## Data records
┏━━

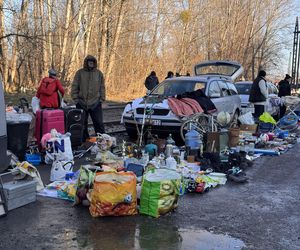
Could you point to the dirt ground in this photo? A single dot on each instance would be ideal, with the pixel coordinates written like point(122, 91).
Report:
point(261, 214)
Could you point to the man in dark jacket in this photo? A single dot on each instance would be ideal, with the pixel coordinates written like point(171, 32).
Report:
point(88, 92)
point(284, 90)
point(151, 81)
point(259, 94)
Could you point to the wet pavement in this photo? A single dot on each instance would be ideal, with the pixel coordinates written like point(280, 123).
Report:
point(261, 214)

┗━━
┏━━

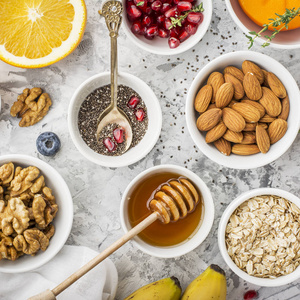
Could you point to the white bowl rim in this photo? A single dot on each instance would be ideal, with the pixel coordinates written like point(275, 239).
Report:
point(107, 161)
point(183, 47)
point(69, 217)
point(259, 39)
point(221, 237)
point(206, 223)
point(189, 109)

┗━━

## TASK INSTRUCTIONS
If a line in the records above contains the string "this", copy that line out.

## EXERCISE OUTPUT
Could you point to the dirt ground in this photo? A single dot on each instance would be ideal, with the pixel coordinates written like point(122, 91).
Could you point to the man in dark jacket in this photo? A single dot on each instance would be ideal, with the pixel coordinates written like point(171, 32).
Could you point to the wet pavement in this photo? A single dot on each instance would be ideal, with the pixel coordinates written like point(280, 123).
Could you point to the white bowl rim in this photo? A single dot on each instance would be ideal, with the pixel coordinates written like point(275, 239).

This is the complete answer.